La dernière BOMBE

Le Pro Tour a fait l’effet d’un cyclone en début d’année. Malgré les protestations, le président néerlandais de l’UCI défend ses idées. Avec vigueur.

Un jour avant le départ du 91e Tour de France à Liège, nous rencontrons un Hein Verbruggen en pleine forme. Jusqu’en 2005, date où il passera le flambeau, le président néerlandais (63 ans) de l’Union Cycliste Internationale (UCI) passe son temps entre le siège de l’UCI à Aigle (Suisse), le Comité Olympique International et son bureau de consultance.

Toujours partant pour une discussion animée, nous voici embarqués dans les méandres du cyclisme actuel, entre la professionnalisation de l’UCI, l’introduction de la Coupe du Monde, des contrôles antidopage renforcés, etc.  » Vous les journalistes avez tort de voir tout en noir. Il est clair que le concept du Pro Tour a des défauts mais ils sont largement gommés par les avantages. J’ai actuellement neuf équipes qui se sont déjà engagées pour 4 ans dans le Pro Tour. Sans doute qu’un gros sponsor italien les rejoindra bientôt…  »

Quels sont les principaux objectifs du Pro Tour ?

Hein Verbruggen :  » L’objectif premier consiste à récompenser ceux qui font les plus gros efforts en amenant l’argent dans le cyclisme : les sponsors. Il était quelque part anormal et moyenâgeux qu’un sponsor investissant une somme bien définie dans une équipe ne sache jamais exactement le retour qu’il allait en obtenir. Même pas une estimation de ce rendement, puisqu’un sponsor dont l’équipe n’est pas reprise pour le Tour de France, par exemple, perd la moitié de la somme investie.

Deuxième élément, nous souhaitons amener les équipes à davantage de qualité et de continuité. Il est impensable qu’une structure professionnelle établie durant des années par l’un ou l’autre parraineur s’écroule comme un château de cartes lorsque le sponsor décide d’arrêter les frais, comme cela s’est produit il y a deux ans avec Mapei.

Enfin, nous éprouvons les pires difficultés à faire démarrer le sport cycliste sur d’autres continents que l’Europe, tout simplement parce que ces gens n’ont pas accès au calendrier européen. Les équipes sont prêtes à rouler en Australie ou en Amérique qu’en dehors de la saison, et seulement en guise de préparation. On aboutit à un cercle vicieux.

Comment réglez-vous ce problème dans le cadre du Pro Tour ?

Matériel fourni:

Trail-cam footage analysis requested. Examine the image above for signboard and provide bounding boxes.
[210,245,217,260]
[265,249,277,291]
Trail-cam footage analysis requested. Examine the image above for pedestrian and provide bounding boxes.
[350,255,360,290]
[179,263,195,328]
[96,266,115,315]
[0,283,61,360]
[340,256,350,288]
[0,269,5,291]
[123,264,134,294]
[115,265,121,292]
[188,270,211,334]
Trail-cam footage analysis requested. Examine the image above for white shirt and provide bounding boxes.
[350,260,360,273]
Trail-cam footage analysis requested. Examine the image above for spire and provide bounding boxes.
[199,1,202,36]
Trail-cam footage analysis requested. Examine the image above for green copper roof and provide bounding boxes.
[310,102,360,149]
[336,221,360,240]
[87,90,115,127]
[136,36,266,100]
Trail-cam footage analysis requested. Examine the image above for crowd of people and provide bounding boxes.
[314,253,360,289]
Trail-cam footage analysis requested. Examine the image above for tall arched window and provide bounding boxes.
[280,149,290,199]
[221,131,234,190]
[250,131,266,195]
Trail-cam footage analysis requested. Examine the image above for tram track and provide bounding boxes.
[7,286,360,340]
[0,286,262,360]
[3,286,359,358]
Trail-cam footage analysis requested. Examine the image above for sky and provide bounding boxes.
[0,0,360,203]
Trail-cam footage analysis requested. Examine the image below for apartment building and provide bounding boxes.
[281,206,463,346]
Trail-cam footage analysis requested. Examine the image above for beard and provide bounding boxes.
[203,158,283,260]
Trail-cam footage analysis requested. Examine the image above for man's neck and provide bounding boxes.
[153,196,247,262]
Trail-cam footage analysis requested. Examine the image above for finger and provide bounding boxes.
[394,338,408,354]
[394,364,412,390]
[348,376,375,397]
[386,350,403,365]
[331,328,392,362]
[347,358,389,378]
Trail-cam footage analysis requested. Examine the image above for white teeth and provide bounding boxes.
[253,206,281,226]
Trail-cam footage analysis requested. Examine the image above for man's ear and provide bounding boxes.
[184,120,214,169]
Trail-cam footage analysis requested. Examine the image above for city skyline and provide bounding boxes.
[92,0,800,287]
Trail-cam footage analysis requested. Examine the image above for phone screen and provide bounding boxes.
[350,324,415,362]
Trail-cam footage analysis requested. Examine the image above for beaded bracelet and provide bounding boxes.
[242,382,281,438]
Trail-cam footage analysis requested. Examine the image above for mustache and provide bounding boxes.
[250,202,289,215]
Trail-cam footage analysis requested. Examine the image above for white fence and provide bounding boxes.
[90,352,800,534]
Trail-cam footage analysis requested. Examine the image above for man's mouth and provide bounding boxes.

Consigne: Traduisez en anglais cette phrase du texte fourni : « Malgré les protestations, le président néerlandais de l’UCI défend ses idées. »

Corrigé complet: Despite the protests, the Dutch president of the UCI defends his ideas.